*Reading text:*
begin

Sortition: Research Proposal by Dr Keith Nilsen
(November 2008)

Social theory has failed to adequately account for three main aspects of democratic development: the absence of sortition in modern political systems; the significance of common sense realist analysis within radicalism; the influence of factional conspiracy. These failures are interrelated and find reflection in the truth, self evident to common sense, that whereas on the one hand election by sortition must tend to contain the influence of factions on the other election by voting for nominated competing candidates must tend to engender their development. These omissions in social theory are general and can be detected in modern US constitutional analysis. In response to denial of these failings, in 2003 I conducted an inspection of the first 50 books on the subject of democracy listed by the British Library catalogue search computer (a librarian witnessed by signature the titles listed). None of them had any reference at all to the word sortition, or even random selection. It is also entirely absent from the books in the bibliography below, excepting those by Dowlen (which on his admission takes my research as a point of departure) and Finer.

end

*Record set:*

begin

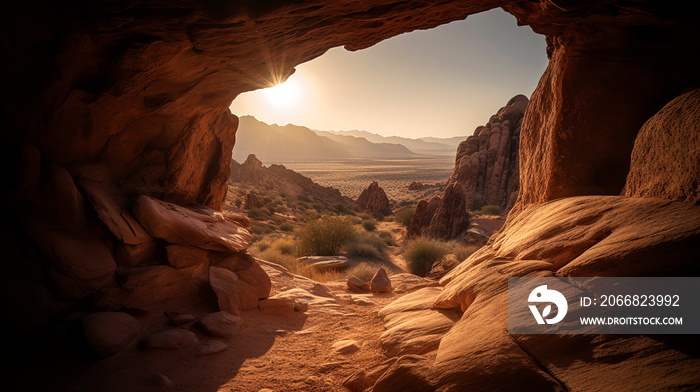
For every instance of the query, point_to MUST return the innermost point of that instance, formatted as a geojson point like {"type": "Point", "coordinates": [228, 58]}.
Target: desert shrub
{"type": "Point", "coordinates": [364, 271]}
{"type": "Point", "coordinates": [387, 237]}
{"type": "Point", "coordinates": [286, 246]}
{"type": "Point", "coordinates": [421, 253]}
{"type": "Point", "coordinates": [366, 245]}
{"type": "Point", "coordinates": [404, 216]}
{"type": "Point", "coordinates": [369, 225]}
{"type": "Point", "coordinates": [462, 251]}
{"type": "Point", "coordinates": [325, 236]}
{"type": "Point", "coordinates": [491, 210]}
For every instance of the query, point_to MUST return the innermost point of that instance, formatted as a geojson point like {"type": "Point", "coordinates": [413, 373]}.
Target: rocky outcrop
{"type": "Point", "coordinates": [373, 200]}
{"type": "Point", "coordinates": [636, 234]}
{"type": "Point", "coordinates": [485, 173]}
{"type": "Point", "coordinates": [283, 181]}
{"type": "Point", "coordinates": [671, 135]}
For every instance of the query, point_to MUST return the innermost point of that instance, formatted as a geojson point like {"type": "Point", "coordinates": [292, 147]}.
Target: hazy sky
{"type": "Point", "coordinates": [441, 82]}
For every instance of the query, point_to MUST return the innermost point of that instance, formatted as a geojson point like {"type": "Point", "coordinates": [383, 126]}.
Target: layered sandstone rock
{"type": "Point", "coordinates": [485, 173]}
{"type": "Point", "coordinates": [373, 200]}
{"type": "Point", "coordinates": [282, 180]}
{"type": "Point", "coordinates": [666, 155]}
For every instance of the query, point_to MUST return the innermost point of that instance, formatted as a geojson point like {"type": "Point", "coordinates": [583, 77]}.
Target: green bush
{"type": "Point", "coordinates": [366, 245]}
{"type": "Point", "coordinates": [405, 215]}
{"type": "Point", "coordinates": [387, 237]}
{"type": "Point", "coordinates": [363, 271]}
{"type": "Point", "coordinates": [420, 255]}
{"type": "Point", "coordinates": [369, 225]}
{"type": "Point", "coordinates": [491, 210]}
{"type": "Point", "coordinates": [325, 236]}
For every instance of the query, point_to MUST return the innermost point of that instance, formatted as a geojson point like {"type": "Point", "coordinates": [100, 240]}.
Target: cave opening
{"type": "Point", "coordinates": [396, 113]}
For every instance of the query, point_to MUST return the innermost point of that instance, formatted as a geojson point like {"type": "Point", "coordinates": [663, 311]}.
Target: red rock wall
{"type": "Point", "coordinates": [145, 87]}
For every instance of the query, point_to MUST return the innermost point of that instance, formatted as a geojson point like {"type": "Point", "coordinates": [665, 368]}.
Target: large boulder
{"type": "Point", "coordinates": [666, 155]}
{"type": "Point", "coordinates": [201, 227]}
{"type": "Point", "coordinates": [373, 200]}
{"type": "Point", "coordinates": [109, 332]}
{"type": "Point", "coordinates": [578, 236]}
{"type": "Point", "coordinates": [225, 285]}
{"type": "Point", "coordinates": [485, 173]}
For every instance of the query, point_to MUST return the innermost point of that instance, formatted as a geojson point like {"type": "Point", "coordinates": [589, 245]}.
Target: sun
{"type": "Point", "coordinates": [285, 95]}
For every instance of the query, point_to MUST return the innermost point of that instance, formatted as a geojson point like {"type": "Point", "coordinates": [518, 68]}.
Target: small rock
{"type": "Point", "coordinates": [380, 283]}
{"type": "Point", "coordinates": [276, 305]}
{"type": "Point", "coordinates": [172, 339]}
{"type": "Point", "coordinates": [212, 347]}
{"type": "Point", "coordinates": [109, 332]}
{"type": "Point", "coordinates": [355, 283]}
{"type": "Point", "coordinates": [364, 302]}
{"type": "Point", "coordinates": [346, 347]}
{"type": "Point", "coordinates": [300, 306]}
{"type": "Point", "coordinates": [221, 324]}
{"type": "Point", "coordinates": [179, 318]}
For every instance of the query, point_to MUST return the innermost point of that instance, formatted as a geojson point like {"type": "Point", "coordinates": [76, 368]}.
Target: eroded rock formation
{"type": "Point", "coordinates": [485, 173]}
{"type": "Point", "coordinates": [629, 235]}
{"type": "Point", "coordinates": [282, 180]}
{"type": "Point", "coordinates": [373, 200]}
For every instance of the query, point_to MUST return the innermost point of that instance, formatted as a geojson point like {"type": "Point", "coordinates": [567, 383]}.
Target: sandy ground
{"type": "Point", "coordinates": [291, 352]}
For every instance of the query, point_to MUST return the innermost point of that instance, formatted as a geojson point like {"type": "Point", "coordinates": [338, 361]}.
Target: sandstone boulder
{"type": "Point", "coordinates": [112, 209]}
{"type": "Point", "coordinates": [671, 135]}
{"type": "Point", "coordinates": [373, 200]}
{"type": "Point", "coordinates": [225, 285]}
{"type": "Point", "coordinates": [147, 253]}
{"type": "Point", "coordinates": [380, 282]}
{"type": "Point", "coordinates": [258, 280]}
{"type": "Point", "coordinates": [80, 255]}
{"type": "Point", "coordinates": [171, 339]}
{"type": "Point", "coordinates": [155, 284]}
{"type": "Point", "coordinates": [221, 324]}
{"type": "Point", "coordinates": [276, 305]}
{"type": "Point", "coordinates": [182, 256]}
{"type": "Point", "coordinates": [357, 284]}
{"type": "Point", "coordinates": [346, 347]}
{"type": "Point", "coordinates": [201, 227]}
{"type": "Point", "coordinates": [109, 332]}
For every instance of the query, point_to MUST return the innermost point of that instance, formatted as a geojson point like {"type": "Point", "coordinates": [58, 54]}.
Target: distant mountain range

end

According to the research proposal on sortition, how many books on democracy were inspected in 2003, and from what source were they listed?

Fifty books, the first 50 on democracy listed by the British Library catalogue search computer.